Top of SOURCE INFORMATION

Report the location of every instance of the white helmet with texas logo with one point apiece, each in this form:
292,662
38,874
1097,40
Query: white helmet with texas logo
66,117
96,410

Bottom of SOURCE INFORMATION

* **PROBLEM STATEMENT**
Set down each line of the material above without a single alteration.

* **ANSWER TO THE PROBLEM**
Report the location of every instance of the white helmet with texas logo with one point apiece, each in this form:
292,662
38,874
1097,40
Query: white helmet with texas logo
66,117
96,410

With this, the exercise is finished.